Trecho selecionado:
===

Palestina suspende medidas internacionais em prol de negociações

Em recente visita ao Ministério de Relações Exteriores em Ramallah, uma delegação brasileira, acompanhada pelo Portal Vermelho, recebeu informações de que a Autoridade Palestina (AP), comprometida com a retomada do processo de paz, pausou as medidas que buscam a sua integração às agências da ONU. As declarações foram reafirmadas nesta sexta-feira (3) pelo chanceler Riyad Al-Maliki, mas o prazo para a retomada do processo está prestes a terminar.

Por Moara Crivelente, da redação do Vermelho

Presidente Abbas na ONU - ONU

Para demonstrar o comprometimento palestino com o processo de negociações com Israel, mediadas pelos Estados Unidos, pela União Europeia (UE), pela Rússia e pela ONU (o chamado “Quarteto”, considerado ineficaz pela maioria dos cientistas políticos que acompanham o caso), o próprio presidente Mahmoud Abbas prometeu ao presidente dos EUA Barack Obama congelar medidas para incorporação da Palestina às agências da ONU.

===

Material fornecido:
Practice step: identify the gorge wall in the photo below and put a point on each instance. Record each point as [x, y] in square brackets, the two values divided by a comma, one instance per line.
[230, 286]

===

Requisitos das tarefas:
(a) No texto sobre a Palestina, quem reafirmou as declarações nesta sexta-feira (3)?
(b) Transcreva do texto sobre a Palestina o trecho que começa em "Em recente visita" e vai até "prestes a terminar.", inclusive.
(c) Escreva a continuação do texto sobre a suspensão das medidas palestinas a partir do ponto em que ele termina.

Respostas às tarefas:
(a) O chanceler Riyad Al-Maliki.

(b)
Em recente visita ao Ministério de Relações Exteriores em Ramallah, uma delegação brasileira, acompanhada pelo Portal Vermelho, recebeu informações de que a Autoridade Palestina (AP), comprometida com a retomada do processo de paz, pausou as medidas que buscam a sua integração às agências da ONU. As declarações foram reafirmadas nesta sexta-feira (3) pelo chanceler Riyad Al-Maliki, mas o prazo para a retomada do processo está prestes a terminar.

(c)
Entretanto, a Autoridade Palestina já demonstrou comprometimento quando reconheceu o Estado de Israel, por exemplo, e aceitou acordos como os de Oslo (1993), considerados extremamente desvantajosos para os palestinos. Além disso, a falta de confiança na eficácia do discurso estadunidense e na disposição israelense para acordos reais é clara e declarada, e o prazo pedido por Obama, de dois meses, está acabando.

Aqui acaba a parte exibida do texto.